GIVEN EXERCISE. Reproduce the lines of the material exactly, excluding every image.

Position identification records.
= = = = = = =
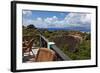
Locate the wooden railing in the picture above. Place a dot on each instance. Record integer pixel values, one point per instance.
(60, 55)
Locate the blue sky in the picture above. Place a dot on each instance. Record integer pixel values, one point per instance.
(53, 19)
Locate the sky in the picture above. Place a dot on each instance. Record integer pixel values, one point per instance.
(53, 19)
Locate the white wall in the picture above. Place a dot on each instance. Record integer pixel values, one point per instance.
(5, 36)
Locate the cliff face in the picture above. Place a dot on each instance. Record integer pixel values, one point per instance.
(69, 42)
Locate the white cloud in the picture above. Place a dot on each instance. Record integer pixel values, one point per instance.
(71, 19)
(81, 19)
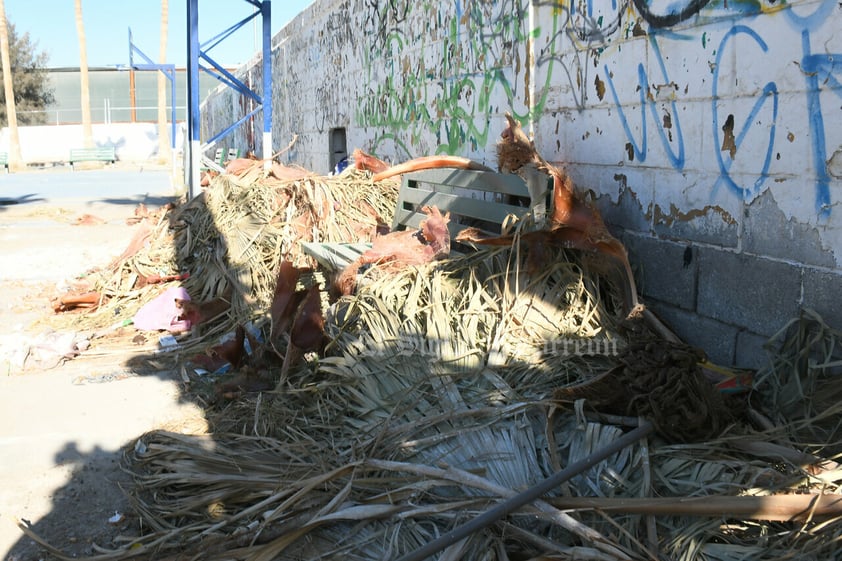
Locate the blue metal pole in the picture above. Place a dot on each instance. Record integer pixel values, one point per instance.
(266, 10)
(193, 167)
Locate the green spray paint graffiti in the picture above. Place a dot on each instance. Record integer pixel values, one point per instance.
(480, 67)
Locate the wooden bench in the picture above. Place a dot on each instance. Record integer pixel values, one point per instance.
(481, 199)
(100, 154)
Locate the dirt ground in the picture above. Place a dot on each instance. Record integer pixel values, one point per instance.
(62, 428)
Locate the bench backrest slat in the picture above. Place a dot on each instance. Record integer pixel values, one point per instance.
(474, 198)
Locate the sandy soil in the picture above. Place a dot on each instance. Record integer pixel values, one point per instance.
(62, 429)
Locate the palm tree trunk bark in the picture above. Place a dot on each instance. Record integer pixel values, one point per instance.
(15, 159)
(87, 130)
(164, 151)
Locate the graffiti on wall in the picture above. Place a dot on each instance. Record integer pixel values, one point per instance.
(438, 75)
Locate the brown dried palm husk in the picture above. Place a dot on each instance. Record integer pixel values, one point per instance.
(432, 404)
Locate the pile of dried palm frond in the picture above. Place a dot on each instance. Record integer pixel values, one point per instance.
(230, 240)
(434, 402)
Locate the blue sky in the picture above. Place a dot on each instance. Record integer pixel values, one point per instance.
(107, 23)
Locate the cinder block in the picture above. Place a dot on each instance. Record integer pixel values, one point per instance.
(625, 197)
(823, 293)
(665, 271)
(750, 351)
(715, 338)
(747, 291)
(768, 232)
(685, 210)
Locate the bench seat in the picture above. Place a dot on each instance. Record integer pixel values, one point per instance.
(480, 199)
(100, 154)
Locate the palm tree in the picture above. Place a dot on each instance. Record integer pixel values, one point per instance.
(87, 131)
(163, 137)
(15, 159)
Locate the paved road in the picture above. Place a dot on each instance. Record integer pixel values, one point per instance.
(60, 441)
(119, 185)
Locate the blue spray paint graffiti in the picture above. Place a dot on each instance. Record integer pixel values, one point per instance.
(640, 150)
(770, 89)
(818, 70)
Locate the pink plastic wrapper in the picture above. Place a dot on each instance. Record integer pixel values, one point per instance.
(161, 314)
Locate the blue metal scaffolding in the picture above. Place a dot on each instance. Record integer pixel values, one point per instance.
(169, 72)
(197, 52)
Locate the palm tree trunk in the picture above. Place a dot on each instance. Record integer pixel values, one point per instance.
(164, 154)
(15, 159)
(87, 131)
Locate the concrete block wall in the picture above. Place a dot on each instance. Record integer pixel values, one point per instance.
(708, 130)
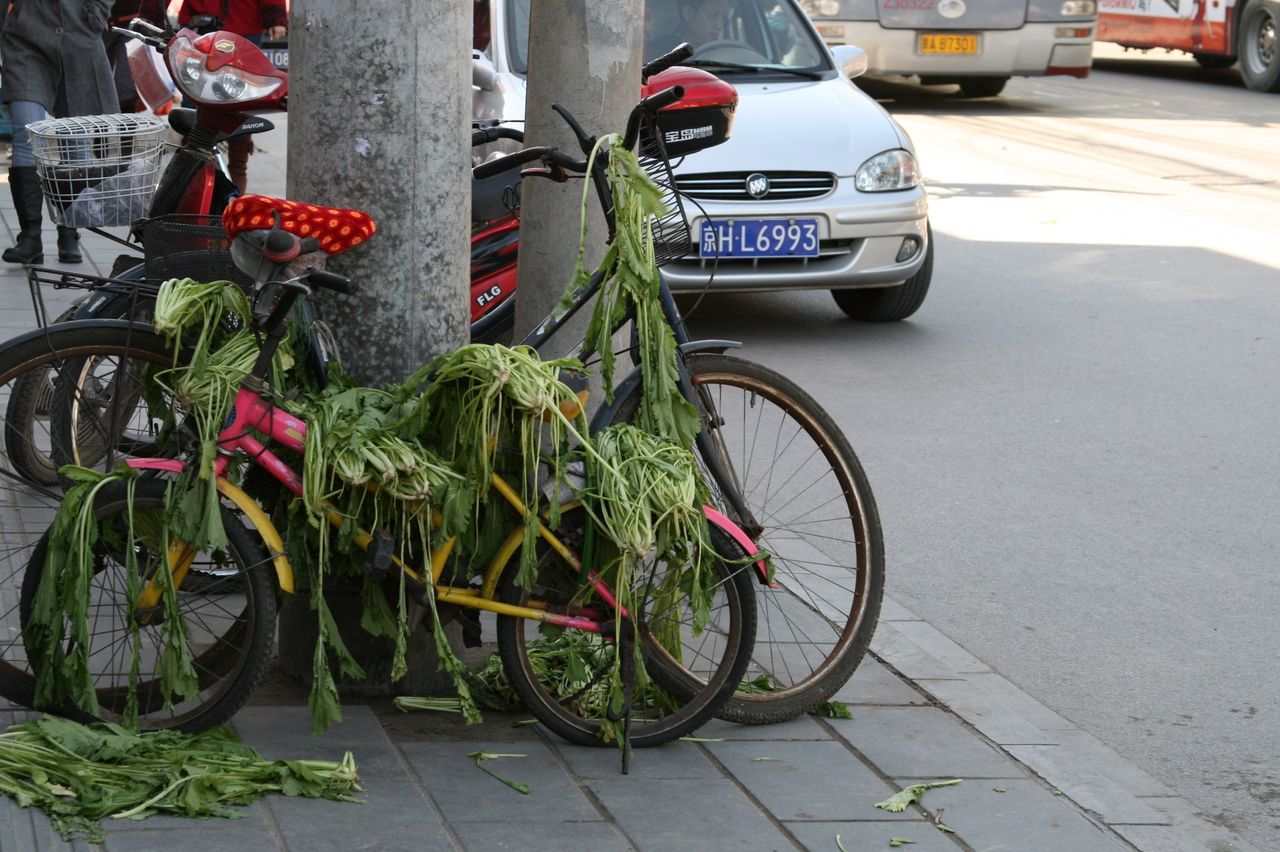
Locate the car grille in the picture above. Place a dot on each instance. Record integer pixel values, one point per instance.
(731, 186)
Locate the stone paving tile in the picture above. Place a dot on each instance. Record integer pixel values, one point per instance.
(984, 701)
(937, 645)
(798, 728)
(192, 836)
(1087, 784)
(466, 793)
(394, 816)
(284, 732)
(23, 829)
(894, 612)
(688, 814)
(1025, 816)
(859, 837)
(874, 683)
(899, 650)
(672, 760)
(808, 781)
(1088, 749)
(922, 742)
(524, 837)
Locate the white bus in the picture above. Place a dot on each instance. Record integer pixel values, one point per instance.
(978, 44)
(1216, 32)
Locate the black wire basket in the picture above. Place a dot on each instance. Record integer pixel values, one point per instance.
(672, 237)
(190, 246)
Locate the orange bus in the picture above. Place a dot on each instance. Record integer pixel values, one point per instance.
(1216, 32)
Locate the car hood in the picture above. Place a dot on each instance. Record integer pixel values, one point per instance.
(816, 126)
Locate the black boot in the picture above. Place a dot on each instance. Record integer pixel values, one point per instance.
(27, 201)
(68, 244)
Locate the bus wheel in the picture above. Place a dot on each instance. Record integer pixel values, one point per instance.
= = = = = = =
TASK ANSWER.
Locate the wooden railing in the picture above. Place a dot on each instance. Record integer pixel values, one point per instance.
(60, 55)
Locate the blue sky in the picture above. Place a dot on each instance. Record integer pixel values, one point per instance.
(53, 19)
Locate the sky in the picture above. Place a dot on each instance. Record integer pixel values, one point per instance.
(53, 19)
Locate the white wall in the picture above. Place a dot on each instance. Record integer pixel values, one point per instance.
(5, 36)
Locate the cliff face in the picture above. Place a dot on each instance. Record integer pixel values, one point per instance.
(69, 42)
Locate the white cloud in the picture above. Place a dot on each instance. Record integer pixel values, one point per instance.
(71, 19)
(81, 19)
Locate the blue metal pole in the picture above. Place a dot on each instance. Record integer pixel values, one point per instance.
(266, 10)
(193, 167)
Locate the green spray paint graffiti in the picture above. Place a dot on each instance. Record integer pixel values, one point per instance.
(480, 67)
Locate the wooden bench in the picture above. Place a dot on each instance. Record integer pixel values, one point per instance.
(481, 199)
(100, 154)
Locate the dirt ground in the picture above. Place a dot on each instance. Record integer pixel values, one point per instance.
(62, 428)
Locate the bench backrest slat in the picture above. Place a dot on each instance. Record integer pixel values, one point per instance.
(474, 198)
Locate the sandy soil in the picture above. Place a dot on each instance. Record integer pixel values, one point per instance.
(62, 429)
Locate the palm tree trunk bark in the picture above. Place a dot on each instance. Record integer pixel values, one point per instance.
(15, 159)
(87, 130)
(164, 151)
Locate the graffiti on wall in the picture above. Place a dot on each instance. Record integer pixel values, one point per instance.
(438, 75)
Locate the brown dried palm husk in the picture above. Place a dot on each instance. Record integer pixel values, one point per instance.
(432, 404)
Locate the pile of dried palm frond in the picture above. Place a dot on each instance. Record integer pixel values, one point per instance.
(230, 240)
(434, 402)
Locate the blue sky in the picture above. Place a dot on each instance. Record integer pixel values, one point per instance.
(107, 23)
Locate the cinder block in the picture above. Place a dot on each instance. Record integer pixel values, one point per instance.
(625, 197)
(823, 293)
(665, 271)
(750, 351)
(715, 338)
(747, 291)
(768, 232)
(685, 210)
Locate the bench seat in the picture above. Place a dot on each instance. Record integer pixel values, one point per instance.
(480, 199)
(100, 154)
Locate the palm tree in the picture above. Place a dot on each instance. Record integer pixel values, one point per instance.
(87, 131)
(163, 137)
(15, 159)
Locate the paved road in the picture above. Place a dot on each instance. Record integer pixel values, one point per instance.
(60, 441)
(119, 185)
Locate the blue spray paint graffiti in the picture above. Place a dot on each instance. Record integer pixel values, one point per instance.
(640, 150)
(770, 89)
(818, 70)
Locate the pink plastic wrapper in the picture above. Place a dot on each instance. Record integer pixel values, one point per instance.
(161, 314)
Locate the blue metal scaffolding in the picture above. Place a dot on each instance. Record integer pixel values, one point per instance.
(169, 72)
(197, 52)
Locate the palm tree trunk in the picture above. Place a dot on each instance. Record integer pixel values, one point per instance.
(164, 154)
(15, 159)
(87, 131)
Locate the concrete block wall in the picture above. Place a dot on each instance. Record integer pixel values, one point per instance.
(708, 130)
Locate the car grille in the picture above. Place a dot on each instance. Record integer pixel values, one point per instance.
(731, 186)
Locate the stone paving tile in the picture above. Place a dot on each instance. Record integer pixel values, one point per instance.
(984, 701)
(937, 645)
(798, 728)
(192, 836)
(1087, 784)
(466, 793)
(394, 816)
(284, 732)
(23, 829)
(894, 612)
(688, 814)
(1025, 816)
(859, 837)
(874, 683)
(899, 650)
(672, 760)
(808, 781)
(1088, 749)
(922, 742)
(524, 837)
Locate the white bus in the picture above. Place a dot on each instance. Record integer pixel values, one point per instance.
(978, 44)
(1216, 32)
Locate the black wire basket in the picture above. Place a dot on each instance. Record integer pixel values, one point per instance.
(672, 237)
(190, 246)
Locate the orange bus in the picture above. Place a dot on each instance. Record integer pixel values, one point per instance.
(1216, 32)
Locate the car hood in the picture above. Place a dot on each instance. Record integer pixel values, one point per instance.
(816, 126)
Locate the black boot in the picture above. Place a dot on each instance. Record integer pixel values, one point per instance.
(27, 201)
(68, 244)
Locate the bus wheel in the picture above. Place a dot on each instance. Record integer pixel values, one point per instance.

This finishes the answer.